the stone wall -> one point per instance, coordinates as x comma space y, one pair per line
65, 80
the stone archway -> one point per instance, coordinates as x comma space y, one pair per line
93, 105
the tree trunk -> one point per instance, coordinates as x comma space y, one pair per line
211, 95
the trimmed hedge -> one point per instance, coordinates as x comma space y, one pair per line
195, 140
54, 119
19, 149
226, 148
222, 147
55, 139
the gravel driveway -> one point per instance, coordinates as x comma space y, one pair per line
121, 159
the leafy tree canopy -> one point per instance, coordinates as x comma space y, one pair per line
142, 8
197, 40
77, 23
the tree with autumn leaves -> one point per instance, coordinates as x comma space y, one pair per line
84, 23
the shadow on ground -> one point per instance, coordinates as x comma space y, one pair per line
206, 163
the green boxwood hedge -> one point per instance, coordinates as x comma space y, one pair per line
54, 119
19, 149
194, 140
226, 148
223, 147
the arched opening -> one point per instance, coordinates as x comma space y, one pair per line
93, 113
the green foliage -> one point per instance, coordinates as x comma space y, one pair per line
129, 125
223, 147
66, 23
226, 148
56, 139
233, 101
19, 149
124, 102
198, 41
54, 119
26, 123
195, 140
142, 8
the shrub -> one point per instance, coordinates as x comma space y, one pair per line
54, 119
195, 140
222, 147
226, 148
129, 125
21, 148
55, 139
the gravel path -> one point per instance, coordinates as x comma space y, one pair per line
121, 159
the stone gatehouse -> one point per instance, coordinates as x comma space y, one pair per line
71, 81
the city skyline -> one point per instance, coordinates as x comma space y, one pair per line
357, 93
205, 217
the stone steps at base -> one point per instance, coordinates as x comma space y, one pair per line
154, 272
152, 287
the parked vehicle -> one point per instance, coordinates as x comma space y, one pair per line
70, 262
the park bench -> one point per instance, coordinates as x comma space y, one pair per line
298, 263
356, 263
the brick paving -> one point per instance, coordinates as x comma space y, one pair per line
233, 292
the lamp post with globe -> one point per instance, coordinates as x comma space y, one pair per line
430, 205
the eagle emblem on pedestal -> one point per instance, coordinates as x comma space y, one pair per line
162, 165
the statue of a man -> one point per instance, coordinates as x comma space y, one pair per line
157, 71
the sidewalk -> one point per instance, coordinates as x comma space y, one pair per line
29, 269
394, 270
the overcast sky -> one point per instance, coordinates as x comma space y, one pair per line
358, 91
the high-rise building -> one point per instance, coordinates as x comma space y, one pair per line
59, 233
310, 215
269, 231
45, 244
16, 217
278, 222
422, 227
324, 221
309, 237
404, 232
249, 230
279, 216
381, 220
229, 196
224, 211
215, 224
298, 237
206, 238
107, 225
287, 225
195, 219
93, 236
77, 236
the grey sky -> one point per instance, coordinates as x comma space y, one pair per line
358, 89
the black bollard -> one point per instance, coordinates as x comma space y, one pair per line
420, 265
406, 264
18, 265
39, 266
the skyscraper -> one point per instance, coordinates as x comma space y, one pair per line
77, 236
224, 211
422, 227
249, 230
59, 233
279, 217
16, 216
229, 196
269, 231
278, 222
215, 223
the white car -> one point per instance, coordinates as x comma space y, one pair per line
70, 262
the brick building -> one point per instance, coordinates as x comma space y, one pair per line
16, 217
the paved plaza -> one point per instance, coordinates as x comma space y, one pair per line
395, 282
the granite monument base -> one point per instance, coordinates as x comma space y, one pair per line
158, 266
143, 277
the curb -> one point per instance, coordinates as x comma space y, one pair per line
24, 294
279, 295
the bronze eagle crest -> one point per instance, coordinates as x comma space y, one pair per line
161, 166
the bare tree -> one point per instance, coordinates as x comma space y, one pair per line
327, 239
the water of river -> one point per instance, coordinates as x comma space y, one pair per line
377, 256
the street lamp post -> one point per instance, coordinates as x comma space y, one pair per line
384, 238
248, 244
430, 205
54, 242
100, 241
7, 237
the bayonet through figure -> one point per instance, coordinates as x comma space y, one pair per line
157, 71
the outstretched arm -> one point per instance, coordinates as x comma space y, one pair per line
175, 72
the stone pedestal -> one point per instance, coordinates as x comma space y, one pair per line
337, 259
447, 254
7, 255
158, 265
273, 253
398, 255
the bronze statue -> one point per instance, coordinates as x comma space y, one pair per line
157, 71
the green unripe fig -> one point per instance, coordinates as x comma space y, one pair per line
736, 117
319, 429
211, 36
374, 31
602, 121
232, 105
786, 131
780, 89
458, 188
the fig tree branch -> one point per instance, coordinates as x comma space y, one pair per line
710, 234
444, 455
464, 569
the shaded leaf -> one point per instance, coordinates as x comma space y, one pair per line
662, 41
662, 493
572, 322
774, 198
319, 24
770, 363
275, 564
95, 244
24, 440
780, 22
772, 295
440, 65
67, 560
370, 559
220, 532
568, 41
--
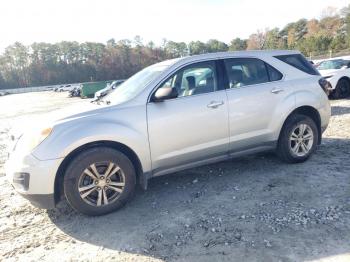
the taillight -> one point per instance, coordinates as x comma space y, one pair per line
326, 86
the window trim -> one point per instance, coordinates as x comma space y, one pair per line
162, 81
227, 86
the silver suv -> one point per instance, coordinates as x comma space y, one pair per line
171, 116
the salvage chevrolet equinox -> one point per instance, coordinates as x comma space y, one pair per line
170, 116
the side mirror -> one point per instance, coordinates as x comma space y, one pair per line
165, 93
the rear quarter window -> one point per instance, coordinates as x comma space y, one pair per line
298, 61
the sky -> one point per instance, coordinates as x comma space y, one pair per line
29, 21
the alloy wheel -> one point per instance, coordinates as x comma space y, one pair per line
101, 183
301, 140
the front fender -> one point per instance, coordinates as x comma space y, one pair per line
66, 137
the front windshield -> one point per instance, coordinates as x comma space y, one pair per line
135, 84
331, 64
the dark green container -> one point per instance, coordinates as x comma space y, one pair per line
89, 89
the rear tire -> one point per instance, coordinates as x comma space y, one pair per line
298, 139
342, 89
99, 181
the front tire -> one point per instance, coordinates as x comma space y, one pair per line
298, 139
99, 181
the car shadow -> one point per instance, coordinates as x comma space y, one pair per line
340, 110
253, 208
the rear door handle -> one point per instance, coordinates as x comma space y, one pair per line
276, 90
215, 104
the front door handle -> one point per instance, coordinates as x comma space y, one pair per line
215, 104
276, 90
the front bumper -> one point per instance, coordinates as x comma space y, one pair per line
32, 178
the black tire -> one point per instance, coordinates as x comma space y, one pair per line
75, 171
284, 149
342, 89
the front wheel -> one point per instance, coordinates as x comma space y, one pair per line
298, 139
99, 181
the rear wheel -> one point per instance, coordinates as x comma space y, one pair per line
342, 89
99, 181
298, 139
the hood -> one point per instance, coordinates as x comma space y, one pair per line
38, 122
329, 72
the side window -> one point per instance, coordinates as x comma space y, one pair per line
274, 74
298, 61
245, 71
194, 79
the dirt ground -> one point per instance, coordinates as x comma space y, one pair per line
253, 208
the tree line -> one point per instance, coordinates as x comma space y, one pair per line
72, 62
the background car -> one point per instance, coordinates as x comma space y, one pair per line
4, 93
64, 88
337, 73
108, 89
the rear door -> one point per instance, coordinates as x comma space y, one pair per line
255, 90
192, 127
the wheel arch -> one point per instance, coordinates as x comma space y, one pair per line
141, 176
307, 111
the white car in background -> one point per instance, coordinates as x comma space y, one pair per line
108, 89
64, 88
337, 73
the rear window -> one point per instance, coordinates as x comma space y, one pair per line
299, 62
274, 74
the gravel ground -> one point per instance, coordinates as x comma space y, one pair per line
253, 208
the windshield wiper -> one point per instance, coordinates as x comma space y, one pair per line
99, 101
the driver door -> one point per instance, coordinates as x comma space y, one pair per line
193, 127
...
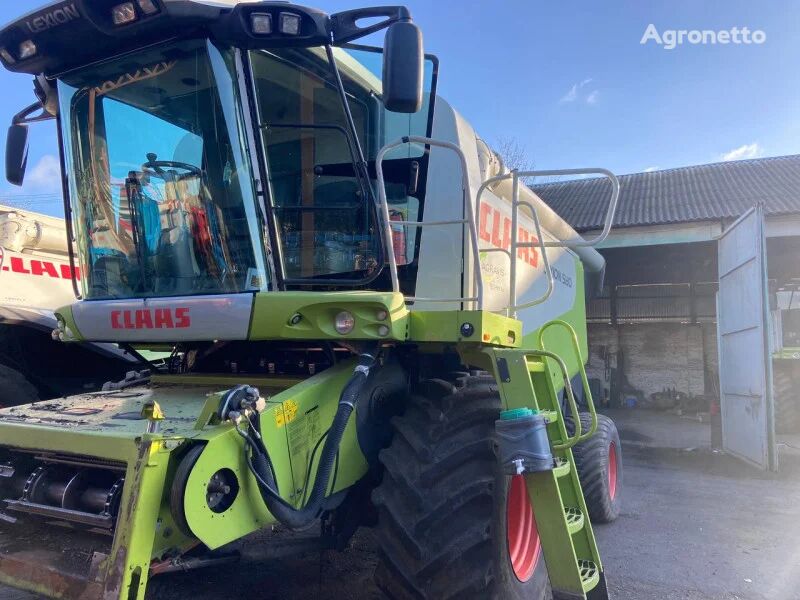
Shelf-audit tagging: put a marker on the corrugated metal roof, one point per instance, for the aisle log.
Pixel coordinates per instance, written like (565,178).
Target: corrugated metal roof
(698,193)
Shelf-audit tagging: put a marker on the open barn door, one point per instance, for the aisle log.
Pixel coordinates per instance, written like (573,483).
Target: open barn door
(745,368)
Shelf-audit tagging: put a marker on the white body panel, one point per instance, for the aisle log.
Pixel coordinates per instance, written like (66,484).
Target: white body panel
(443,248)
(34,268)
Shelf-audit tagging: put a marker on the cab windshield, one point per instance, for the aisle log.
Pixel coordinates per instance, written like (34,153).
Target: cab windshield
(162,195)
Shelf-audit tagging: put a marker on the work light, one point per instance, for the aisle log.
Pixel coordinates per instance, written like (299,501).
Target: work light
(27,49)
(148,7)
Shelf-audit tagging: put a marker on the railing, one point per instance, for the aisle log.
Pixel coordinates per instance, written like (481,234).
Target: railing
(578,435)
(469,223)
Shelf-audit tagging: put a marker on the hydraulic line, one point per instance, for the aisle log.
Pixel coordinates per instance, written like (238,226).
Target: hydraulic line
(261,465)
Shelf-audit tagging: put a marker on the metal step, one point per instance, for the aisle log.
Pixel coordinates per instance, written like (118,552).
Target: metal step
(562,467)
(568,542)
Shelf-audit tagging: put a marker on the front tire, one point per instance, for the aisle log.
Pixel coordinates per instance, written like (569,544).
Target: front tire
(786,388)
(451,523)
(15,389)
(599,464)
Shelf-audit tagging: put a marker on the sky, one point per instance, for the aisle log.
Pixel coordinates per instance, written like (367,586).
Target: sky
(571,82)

§ Problem statement:
Pick out each line of the listing above that contains the string "hydraulic", and copy those lines in their original form.

§ Solution to this problem:
Shelf-audit tagging: put a marker on the hydraulic line, one point per instance, for the aisle log.
Target: hydraulic line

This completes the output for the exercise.